* start EXTRACT PROVIDED *

Micky Burke

Personal information
- Full name: Michael Burke
- Date of birth: 28 June 1904
- Place of birth: Blythswood, Renfrewshire, Scotland
- Date of death: 16 October 1984 (aged 80)
- Place of death: Broomhill, Glasgow, Scotland
- Height: 5 ft 7 in (1.70 m)
- Position(s): Forward

Senior career*
- Years: Team / Apps / (Gls)
- Dumbarton Harp
- Old Kilpatrick
- 1927–1929: Ashfield
- 1929–1930: Clyde / 14 / (1)
- 1930–1931: Aberdeen / 0 / (0)
- 1931–1932: Dunfermline Athletic / 23 / (10)
- 1932–1934: Dundalk / 29 / (13)
- 1934–1936: Lincoln City / 27 / (2)
- 1936–1937: Southport / 20 / (2)
- 1937–1938: Rochdale / 8 / (0)
- 1938–1939: Morton
- 1939–19??: Burton Town

= Micky Burke =

Scottish footballer (1904–1984)

Michael Burke (28 June 1904 – 16 October 1984) was a Scottish professional footballer who played league football in Scotland, Ireland and England. He played in the Scottish League for Clyde, Dunfermline Athletic and Morton, was a member of the Dundalk team that won the 1932–33 League of Ireland title, and made 55 appearances in the English Football League for Lincoln City, Southport and Rochdale. He played as an inside forward or outside forward.

* end EXTRACT PROVIDED *
* start ENTRIES SHOWN *

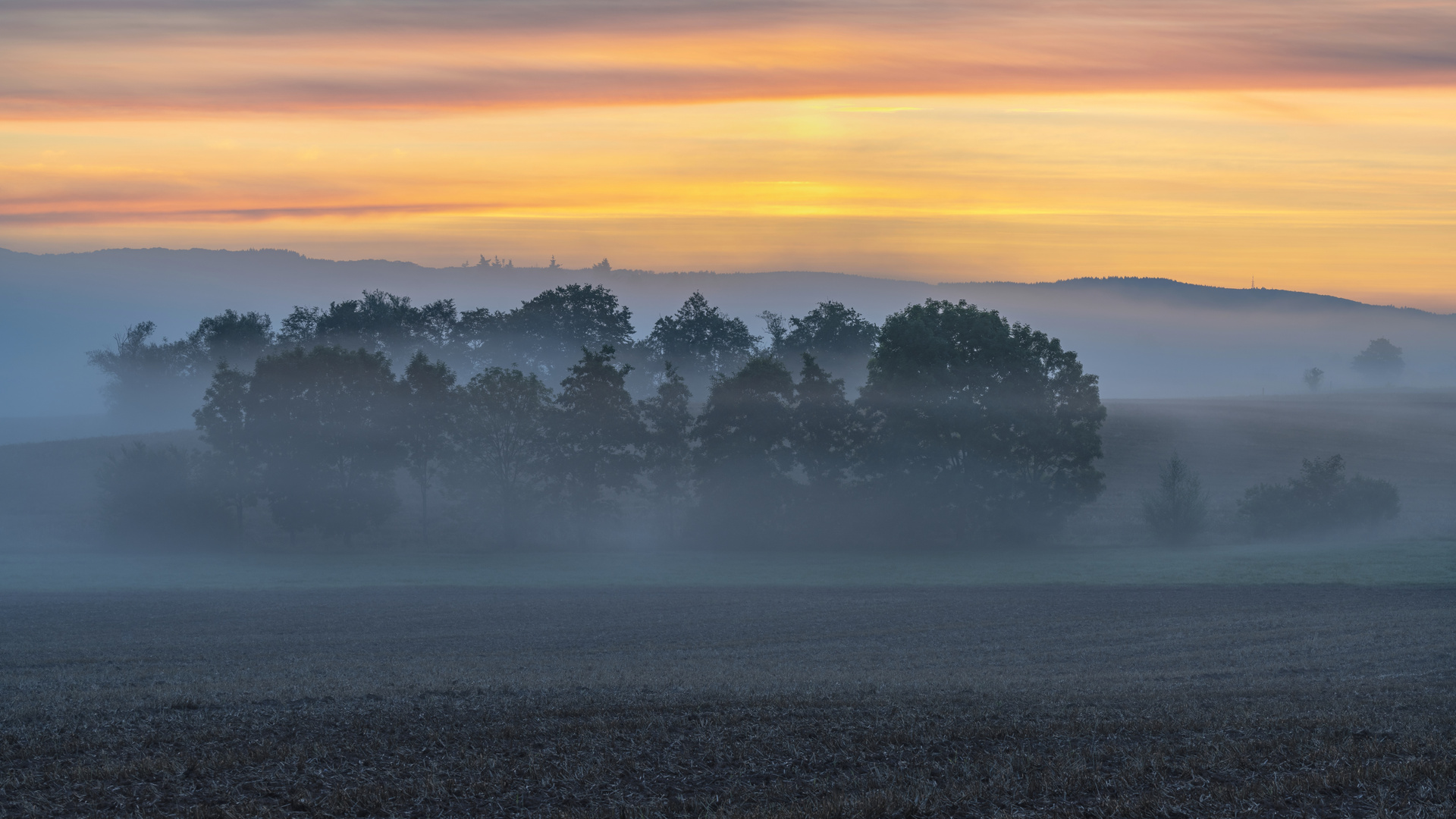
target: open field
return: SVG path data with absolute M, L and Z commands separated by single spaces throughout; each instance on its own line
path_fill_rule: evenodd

* end ENTRIES SHOWN *
* start ENTRIES SHOWN *

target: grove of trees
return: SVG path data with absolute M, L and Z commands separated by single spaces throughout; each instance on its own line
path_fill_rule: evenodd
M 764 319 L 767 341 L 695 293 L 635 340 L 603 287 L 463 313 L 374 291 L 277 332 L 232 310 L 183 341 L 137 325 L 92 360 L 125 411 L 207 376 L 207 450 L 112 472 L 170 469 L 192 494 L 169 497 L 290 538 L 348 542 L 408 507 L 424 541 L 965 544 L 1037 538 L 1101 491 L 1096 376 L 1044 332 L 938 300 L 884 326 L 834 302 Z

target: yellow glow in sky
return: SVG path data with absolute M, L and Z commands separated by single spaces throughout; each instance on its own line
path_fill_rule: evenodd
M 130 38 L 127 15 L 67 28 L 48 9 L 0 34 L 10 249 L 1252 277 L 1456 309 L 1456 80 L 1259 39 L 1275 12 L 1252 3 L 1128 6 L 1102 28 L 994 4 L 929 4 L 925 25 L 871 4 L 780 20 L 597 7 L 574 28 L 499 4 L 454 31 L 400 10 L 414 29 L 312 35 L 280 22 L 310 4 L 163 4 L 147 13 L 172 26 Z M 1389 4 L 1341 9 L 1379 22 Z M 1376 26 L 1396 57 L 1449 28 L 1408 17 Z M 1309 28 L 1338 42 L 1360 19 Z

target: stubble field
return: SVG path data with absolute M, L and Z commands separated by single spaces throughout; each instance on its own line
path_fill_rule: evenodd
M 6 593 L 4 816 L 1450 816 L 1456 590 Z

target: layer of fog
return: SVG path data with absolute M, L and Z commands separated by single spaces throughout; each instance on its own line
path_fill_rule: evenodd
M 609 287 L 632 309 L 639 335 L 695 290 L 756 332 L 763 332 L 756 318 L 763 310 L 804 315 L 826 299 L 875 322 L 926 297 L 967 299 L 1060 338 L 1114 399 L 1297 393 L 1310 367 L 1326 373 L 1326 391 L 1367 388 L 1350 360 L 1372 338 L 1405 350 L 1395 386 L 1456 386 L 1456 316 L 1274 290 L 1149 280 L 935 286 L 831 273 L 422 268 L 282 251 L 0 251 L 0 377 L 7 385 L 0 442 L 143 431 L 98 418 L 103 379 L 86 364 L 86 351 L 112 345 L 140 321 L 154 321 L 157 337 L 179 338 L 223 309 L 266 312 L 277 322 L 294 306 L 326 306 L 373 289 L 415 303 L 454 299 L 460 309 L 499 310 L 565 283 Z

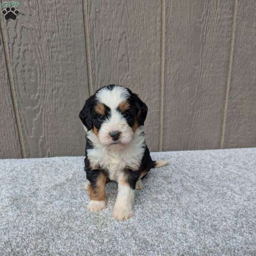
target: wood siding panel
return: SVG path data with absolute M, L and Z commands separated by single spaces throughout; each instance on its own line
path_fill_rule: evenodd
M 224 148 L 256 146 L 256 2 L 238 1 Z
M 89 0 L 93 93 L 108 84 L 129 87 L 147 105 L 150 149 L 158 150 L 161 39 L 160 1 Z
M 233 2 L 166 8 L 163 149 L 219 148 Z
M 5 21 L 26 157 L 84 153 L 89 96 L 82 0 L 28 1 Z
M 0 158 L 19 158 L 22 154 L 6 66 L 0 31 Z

* end ENTRIES SHOWN *
* start ENTRIES SHOWN *

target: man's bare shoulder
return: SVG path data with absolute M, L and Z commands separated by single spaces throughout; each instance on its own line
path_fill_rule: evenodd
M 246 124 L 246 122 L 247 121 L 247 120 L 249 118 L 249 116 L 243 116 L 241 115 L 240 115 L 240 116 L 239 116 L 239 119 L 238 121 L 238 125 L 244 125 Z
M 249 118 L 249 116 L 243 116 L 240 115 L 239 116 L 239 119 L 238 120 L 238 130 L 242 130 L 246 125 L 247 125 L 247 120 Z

* end ENTRIES SHOWN *

> _EXERCISE TASK 1_: In the Micky Burke profile, which team was he part of when it won the 1932–33 League of Ireland title?
> _EXERCISE TASK 2_: Name every club the Micky Burke profile says he played for in the English Football League.
> _EXERCISE TASK 3_: Go on with the Micky Burke profile, starting after its final sentence.

> _WRITTEN REPLY 1_: Dundalk

> _WRITTEN REPLY 2_: Lincoln City, Southport, Rochdale

> _WRITTEN REPLY 3_:
==Life and career==
Michael Burke was born on 28 June 1904 in Blythswood, in what was then Renfrewshire. He was the eldest of nine children of an Irish father and a Scottish mother, and began his working life as a riveter in the shipyards in Glasgow.

He played Junior football for Dumbarton Harp and Old Kilpatrick before joining Ashfield in June 1927. In December, he took part in a trial for the Intermediate League representative eleven, and, writing in the Sunday Post a month later, "The Traveller" mentioned Burke as one who might have a future in the senior ranks. He helped Ashfield reach the final of the Intermediate Cup, "all but had the first goal with a shot that got the crossbar", and made the pass for Peter Cunningham to score what proved the only goal of the match.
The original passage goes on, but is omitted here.